--- start ---
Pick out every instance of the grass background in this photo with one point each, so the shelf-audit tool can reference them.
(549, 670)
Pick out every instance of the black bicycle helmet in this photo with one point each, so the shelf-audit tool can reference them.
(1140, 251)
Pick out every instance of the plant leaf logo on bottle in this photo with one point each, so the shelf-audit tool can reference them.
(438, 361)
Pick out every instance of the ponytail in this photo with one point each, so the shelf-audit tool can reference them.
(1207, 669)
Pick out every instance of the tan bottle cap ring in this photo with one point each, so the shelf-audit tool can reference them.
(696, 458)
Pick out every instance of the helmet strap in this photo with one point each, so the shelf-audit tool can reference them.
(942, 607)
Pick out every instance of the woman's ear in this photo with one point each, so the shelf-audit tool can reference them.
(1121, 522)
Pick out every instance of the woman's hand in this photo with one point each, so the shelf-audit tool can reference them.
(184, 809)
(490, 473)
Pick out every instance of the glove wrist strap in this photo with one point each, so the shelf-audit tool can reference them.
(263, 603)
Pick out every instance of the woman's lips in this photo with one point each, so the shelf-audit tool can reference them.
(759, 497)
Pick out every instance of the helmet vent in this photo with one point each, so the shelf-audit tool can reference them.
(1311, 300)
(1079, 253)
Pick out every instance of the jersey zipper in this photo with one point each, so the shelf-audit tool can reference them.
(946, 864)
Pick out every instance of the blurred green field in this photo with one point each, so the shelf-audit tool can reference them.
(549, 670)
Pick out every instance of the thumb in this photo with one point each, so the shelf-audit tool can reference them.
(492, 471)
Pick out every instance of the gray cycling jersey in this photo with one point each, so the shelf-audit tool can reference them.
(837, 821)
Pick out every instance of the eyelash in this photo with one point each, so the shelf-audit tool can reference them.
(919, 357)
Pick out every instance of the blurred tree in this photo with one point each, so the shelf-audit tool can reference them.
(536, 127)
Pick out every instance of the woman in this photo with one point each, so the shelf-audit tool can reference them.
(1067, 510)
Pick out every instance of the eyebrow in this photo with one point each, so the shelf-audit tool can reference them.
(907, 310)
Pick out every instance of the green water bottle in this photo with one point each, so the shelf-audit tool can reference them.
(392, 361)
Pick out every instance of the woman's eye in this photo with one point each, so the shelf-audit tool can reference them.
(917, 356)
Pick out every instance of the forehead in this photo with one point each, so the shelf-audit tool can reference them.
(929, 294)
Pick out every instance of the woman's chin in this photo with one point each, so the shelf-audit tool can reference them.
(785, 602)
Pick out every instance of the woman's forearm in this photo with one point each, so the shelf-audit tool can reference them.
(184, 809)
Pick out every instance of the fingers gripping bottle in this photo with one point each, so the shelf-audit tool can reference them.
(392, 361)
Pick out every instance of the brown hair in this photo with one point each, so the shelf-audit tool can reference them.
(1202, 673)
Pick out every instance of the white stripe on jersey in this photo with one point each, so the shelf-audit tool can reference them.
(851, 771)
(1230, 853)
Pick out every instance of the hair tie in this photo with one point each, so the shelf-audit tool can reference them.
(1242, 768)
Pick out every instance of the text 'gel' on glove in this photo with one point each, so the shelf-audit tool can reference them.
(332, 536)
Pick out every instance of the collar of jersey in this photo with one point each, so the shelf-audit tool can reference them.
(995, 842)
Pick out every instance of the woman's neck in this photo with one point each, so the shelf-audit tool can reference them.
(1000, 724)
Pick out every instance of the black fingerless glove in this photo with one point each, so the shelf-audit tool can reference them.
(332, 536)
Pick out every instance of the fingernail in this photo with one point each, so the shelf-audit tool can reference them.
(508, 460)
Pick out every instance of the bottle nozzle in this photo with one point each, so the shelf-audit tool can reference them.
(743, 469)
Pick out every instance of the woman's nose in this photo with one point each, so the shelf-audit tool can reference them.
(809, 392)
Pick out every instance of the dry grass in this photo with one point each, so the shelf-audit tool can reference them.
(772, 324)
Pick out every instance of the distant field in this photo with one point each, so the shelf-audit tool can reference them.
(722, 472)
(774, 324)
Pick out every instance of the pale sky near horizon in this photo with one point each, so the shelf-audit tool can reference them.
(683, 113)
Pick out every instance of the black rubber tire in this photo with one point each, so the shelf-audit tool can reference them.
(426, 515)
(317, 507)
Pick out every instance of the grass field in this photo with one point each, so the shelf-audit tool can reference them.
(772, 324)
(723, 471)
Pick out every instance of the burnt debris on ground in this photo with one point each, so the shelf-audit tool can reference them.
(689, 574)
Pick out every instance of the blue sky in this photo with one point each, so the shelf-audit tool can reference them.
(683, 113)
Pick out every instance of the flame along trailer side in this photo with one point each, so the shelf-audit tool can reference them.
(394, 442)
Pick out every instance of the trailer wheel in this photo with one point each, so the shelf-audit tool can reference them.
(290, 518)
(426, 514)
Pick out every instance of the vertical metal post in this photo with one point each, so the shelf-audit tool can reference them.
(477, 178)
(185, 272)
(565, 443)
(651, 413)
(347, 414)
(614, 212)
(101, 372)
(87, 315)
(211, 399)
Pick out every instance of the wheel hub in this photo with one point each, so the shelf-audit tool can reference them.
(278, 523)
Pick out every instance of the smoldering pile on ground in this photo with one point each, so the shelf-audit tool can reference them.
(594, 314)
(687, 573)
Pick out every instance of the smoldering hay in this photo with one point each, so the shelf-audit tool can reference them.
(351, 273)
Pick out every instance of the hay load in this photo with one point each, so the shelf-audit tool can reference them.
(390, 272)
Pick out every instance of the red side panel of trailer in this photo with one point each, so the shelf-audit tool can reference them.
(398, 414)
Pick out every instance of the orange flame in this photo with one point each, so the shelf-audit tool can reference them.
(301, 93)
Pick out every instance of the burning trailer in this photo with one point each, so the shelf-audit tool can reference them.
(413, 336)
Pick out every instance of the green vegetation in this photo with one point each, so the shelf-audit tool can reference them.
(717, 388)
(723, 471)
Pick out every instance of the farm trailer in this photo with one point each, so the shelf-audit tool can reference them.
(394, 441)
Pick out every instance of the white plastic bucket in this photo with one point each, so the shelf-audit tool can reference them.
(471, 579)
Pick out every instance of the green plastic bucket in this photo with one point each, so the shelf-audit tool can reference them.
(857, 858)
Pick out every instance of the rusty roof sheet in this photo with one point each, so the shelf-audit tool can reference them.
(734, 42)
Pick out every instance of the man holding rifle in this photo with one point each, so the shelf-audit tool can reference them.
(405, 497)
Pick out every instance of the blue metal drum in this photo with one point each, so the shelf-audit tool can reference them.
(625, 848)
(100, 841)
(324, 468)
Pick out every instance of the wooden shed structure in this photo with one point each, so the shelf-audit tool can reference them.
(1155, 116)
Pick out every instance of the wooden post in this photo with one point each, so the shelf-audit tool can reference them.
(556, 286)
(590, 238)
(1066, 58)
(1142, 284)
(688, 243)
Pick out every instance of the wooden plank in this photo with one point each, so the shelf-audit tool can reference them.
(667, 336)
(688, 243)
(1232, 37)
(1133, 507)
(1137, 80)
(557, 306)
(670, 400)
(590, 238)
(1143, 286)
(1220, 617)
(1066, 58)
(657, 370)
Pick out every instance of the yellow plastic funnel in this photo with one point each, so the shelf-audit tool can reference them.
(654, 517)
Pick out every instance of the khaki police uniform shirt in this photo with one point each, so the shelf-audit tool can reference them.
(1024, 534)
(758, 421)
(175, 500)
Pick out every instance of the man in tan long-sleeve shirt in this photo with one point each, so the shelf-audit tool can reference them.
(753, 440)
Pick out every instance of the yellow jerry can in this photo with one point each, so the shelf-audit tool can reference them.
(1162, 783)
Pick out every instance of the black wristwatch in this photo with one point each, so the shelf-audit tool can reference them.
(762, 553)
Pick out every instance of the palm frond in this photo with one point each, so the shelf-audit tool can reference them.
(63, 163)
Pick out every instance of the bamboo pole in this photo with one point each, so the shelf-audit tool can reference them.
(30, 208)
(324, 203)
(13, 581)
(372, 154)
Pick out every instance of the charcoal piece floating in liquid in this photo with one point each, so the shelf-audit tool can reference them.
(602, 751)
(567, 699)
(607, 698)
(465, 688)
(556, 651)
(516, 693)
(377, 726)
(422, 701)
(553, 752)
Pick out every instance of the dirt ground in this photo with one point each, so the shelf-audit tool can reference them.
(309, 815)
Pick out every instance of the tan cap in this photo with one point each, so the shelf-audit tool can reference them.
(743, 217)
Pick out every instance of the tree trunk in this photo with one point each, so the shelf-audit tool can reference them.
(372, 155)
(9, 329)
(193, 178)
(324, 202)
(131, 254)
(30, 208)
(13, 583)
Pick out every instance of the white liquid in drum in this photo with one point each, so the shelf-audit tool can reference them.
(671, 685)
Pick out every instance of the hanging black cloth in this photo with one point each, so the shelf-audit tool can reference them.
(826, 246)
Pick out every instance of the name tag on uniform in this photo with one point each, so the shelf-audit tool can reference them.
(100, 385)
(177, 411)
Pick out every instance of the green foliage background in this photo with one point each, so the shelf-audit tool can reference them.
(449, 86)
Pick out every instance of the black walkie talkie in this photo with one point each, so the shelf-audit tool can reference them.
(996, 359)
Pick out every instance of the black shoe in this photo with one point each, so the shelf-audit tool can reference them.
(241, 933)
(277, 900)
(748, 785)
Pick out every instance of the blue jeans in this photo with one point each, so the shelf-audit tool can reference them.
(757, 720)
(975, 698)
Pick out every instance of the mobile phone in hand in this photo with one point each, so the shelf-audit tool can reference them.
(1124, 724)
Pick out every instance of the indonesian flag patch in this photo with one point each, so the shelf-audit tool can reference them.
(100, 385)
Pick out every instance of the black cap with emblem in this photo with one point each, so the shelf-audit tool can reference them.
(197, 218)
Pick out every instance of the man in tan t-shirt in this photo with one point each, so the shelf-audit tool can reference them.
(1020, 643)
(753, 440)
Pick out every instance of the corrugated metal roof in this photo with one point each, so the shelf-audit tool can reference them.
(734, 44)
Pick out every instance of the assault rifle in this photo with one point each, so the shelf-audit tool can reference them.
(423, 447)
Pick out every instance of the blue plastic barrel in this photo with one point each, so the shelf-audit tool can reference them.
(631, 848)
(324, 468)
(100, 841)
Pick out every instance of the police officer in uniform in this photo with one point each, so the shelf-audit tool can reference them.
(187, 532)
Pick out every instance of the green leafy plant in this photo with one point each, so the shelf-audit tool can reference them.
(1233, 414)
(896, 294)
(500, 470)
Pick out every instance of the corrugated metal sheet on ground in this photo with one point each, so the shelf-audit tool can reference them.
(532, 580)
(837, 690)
--- end ---
> _REQUIREMENT_
Give back exactly the lines beginning at the one with "Pick out every instance of the corrugated metal roof" and ending at the final line of the material; both boundary lines belong in it.

> _RESPONSE TO THE EXERCISE_
Pick out every instance of the corrugated metal roof in this photo with one point each, so the shelf-audit tool can reference them.
(734, 44)
Pick out every instance of the assault rifle in this photo with one point each, so the shelf-audit tool can reference them.
(423, 447)
Pick out every instance of the blue plastic barrel in this photo with one point each, so the shelf-audit tool can reference them.
(631, 848)
(324, 468)
(100, 841)
Pick out every instance of the police officer in uniform in this photo with one point each, so the shelf-audit tool can reference them.
(187, 532)
Pick out every instance of the green leafy plant in this photo with one point each, so the shelf-audit tool can reference them.
(1233, 414)
(896, 294)
(500, 470)
Pick out every instance of the corrugated metal sheet on ground in this photo with one point each, so the shelf-audit tool can reference them.
(532, 580)
(837, 690)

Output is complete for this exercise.